WRITTEN INSTRUCTION :: Substitute "cupboard door" for "cabinet door" in the lines from the one containing "form [188, 533]." through the end of the records, both ends included, and give only those lines with nothing else changed. Leave the pictures out.

Object pointing dataset lines:

____________________

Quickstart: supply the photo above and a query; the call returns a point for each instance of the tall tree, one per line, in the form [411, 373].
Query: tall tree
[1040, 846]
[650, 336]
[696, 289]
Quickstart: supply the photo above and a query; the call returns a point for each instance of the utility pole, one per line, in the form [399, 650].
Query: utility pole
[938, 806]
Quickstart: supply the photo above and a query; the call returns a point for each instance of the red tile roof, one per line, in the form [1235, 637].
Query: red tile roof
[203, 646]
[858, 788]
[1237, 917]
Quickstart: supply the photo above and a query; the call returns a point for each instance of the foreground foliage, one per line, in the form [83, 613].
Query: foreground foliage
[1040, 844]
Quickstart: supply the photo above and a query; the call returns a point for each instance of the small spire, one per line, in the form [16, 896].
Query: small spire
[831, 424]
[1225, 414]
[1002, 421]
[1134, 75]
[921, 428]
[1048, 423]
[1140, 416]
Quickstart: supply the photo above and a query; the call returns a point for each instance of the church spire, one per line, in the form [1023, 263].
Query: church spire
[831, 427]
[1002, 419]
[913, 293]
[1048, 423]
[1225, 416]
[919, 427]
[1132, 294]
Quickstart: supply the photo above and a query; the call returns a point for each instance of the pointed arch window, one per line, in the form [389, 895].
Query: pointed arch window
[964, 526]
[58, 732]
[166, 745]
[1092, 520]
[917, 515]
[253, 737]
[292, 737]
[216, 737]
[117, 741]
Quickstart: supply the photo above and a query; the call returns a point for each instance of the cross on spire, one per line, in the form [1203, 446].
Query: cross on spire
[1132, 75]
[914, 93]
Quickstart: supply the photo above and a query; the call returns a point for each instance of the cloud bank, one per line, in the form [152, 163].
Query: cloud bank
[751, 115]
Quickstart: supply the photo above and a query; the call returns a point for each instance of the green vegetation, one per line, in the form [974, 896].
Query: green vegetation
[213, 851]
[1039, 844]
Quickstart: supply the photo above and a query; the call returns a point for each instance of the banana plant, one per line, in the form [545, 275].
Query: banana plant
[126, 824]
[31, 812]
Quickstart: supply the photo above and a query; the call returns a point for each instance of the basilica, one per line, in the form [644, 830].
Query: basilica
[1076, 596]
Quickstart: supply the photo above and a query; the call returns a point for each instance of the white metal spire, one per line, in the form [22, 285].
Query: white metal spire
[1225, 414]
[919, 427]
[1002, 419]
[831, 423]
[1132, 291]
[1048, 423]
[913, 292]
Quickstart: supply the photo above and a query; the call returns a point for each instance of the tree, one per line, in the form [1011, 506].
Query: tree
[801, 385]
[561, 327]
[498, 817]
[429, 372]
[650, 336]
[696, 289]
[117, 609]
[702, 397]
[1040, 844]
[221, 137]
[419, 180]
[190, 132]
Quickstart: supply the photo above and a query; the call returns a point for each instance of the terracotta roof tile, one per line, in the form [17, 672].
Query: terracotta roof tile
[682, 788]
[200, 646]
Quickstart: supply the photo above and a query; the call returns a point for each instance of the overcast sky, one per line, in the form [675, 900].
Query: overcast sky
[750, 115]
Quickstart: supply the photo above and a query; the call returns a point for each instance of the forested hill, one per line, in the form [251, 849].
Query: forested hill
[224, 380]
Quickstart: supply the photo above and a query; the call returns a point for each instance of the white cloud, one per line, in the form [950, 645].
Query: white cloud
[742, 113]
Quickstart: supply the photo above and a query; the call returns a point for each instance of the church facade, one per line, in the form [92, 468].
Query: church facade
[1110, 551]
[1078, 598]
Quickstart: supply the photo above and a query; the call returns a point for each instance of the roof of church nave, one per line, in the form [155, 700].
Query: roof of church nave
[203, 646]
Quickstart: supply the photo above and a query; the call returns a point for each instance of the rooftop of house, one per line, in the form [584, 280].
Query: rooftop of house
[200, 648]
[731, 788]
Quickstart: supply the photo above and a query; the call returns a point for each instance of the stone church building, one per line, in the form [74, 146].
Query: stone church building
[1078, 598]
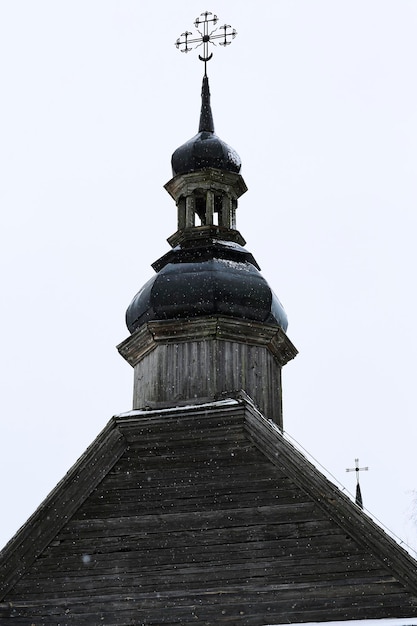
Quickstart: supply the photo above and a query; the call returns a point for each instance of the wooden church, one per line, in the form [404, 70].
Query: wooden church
[193, 508]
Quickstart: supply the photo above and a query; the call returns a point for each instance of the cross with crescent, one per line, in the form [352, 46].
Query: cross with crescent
[357, 469]
[203, 24]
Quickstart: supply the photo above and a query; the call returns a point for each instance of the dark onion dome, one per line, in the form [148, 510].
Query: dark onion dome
[205, 149]
[208, 280]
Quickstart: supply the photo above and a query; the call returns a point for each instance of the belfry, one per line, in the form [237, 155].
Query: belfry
[194, 507]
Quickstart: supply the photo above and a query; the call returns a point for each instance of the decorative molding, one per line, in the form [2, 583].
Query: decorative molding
[148, 336]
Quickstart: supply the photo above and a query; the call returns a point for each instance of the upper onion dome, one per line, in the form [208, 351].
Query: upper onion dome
[205, 149]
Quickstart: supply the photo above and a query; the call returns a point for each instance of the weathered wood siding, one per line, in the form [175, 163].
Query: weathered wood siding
[177, 361]
[207, 369]
[195, 525]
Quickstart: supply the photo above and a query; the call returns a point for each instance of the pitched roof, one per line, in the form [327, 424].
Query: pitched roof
[202, 514]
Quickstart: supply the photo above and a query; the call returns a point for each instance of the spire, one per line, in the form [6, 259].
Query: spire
[357, 469]
[206, 116]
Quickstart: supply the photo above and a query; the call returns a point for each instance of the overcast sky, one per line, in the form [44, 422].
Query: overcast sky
[319, 98]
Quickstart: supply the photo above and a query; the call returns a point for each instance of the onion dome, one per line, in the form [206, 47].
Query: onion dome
[205, 149]
[207, 272]
[211, 278]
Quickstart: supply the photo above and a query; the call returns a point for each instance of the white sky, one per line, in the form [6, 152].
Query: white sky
[319, 98]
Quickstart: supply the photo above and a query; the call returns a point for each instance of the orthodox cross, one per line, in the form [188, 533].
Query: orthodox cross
[207, 34]
[358, 469]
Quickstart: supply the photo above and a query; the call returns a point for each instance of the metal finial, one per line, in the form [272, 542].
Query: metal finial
[358, 469]
[203, 25]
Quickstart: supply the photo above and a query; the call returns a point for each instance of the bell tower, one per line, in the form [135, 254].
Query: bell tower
[207, 325]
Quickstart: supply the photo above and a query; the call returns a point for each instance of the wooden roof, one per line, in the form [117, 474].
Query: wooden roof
[200, 515]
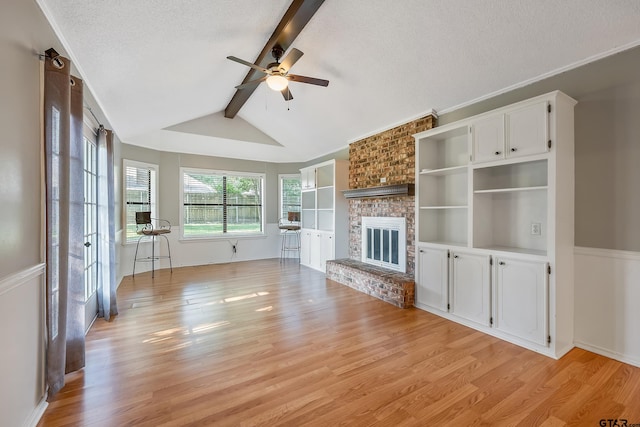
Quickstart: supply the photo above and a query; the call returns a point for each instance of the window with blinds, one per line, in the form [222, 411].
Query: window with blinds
[140, 193]
[290, 189]
[217, 203]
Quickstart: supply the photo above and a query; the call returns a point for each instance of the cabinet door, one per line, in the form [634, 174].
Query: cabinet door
[471, 287]
[528, 130]
[327, 249]
[487, 137]
[521, 299]
[305, 248]
[433, 276]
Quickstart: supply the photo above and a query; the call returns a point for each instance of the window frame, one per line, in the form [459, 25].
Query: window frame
[223, 235]
[281, 177]
[155, 169]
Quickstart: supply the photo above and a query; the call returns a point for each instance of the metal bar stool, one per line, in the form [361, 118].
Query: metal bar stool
[290, 230]
[145, 228]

____________________

COMPLETED TASK ::
Quickstart: supply the photo above and a query; the call returns a point for each instance of the orthodox cross, one per line, in the form [188, 533].
Query: orthodox cross
[207, 34]
[358, 469]
Quickstart: supply the photo above and a query; the call returns a point for each instance of the metal finial, one per line, in the form [272, 542].
Query: metal finial
[358, 469]
[203, 25]
Quickstart: supply the photo above and a query; the call returns a point for each instance of the bell tower, one per line, in the form [135, 254].
Query: bell tower
[207, 325]
Quickstart: supply the photo above and a query; the call returns a point for each instance of the wooden roof, one per line, in the form [117, 474].
Query: wooden roof
[200, 515]
Quickstart: supply the photo above and a query; the call returns a point for each instance of the window with blinds, one per line, in the form [222, 411].
Query: window with blinds
[140, 193]
[290, 189]
[217, 203]
Quickstart: supply the photo above and a query; the call returns a point for each instance of the cupboard door, one per line, in the form [634, 174].
Query: cupboard door
[471, 287]
[528, 130]
[327, 249]
[487, 137]
[521, 299]
[305, 248]
[433, 276]
Quickstart: supply the photo above and a query; the call returns a point for each instance of the window frame, one per line, in the form [459, 25].
Query: window frame
[223, 235]
[281, 177]
[155, 169]
Quickstart: supply the photo above and a query; the call returns a point for each instance of the metal bar stool, one per line, in the form [361, 118].
Query: metal bar stool
[290, 230]
[145, 228]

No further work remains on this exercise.